--- Task requirements ---
Lines with the string "note" in the data below: report how many there are, and write nothing but the number.

Stored entries:
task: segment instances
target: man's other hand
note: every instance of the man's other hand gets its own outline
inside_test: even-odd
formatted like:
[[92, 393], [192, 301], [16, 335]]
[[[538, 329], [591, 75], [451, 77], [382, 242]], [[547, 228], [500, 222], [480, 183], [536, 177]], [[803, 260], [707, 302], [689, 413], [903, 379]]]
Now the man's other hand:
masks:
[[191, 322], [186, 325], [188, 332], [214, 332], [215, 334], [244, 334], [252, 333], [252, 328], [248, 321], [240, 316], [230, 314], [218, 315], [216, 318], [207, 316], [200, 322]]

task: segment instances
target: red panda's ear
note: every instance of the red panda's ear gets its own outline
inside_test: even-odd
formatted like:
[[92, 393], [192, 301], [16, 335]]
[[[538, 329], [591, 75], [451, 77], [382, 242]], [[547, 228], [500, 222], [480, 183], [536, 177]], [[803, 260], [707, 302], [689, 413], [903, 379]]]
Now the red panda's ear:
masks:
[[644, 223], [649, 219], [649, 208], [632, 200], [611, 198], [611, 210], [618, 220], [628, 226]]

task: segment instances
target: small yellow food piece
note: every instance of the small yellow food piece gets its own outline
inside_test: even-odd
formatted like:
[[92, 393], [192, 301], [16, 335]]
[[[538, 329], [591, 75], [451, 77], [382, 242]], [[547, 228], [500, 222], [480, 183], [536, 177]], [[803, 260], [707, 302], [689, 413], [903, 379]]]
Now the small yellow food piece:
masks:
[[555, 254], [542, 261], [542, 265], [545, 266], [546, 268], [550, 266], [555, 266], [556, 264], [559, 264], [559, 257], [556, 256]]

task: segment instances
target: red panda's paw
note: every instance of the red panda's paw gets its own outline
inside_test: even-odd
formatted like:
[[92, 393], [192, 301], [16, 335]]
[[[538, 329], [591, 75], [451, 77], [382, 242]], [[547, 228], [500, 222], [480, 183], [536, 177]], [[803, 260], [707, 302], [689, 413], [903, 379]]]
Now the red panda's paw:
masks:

--- Solution to this problem ---
4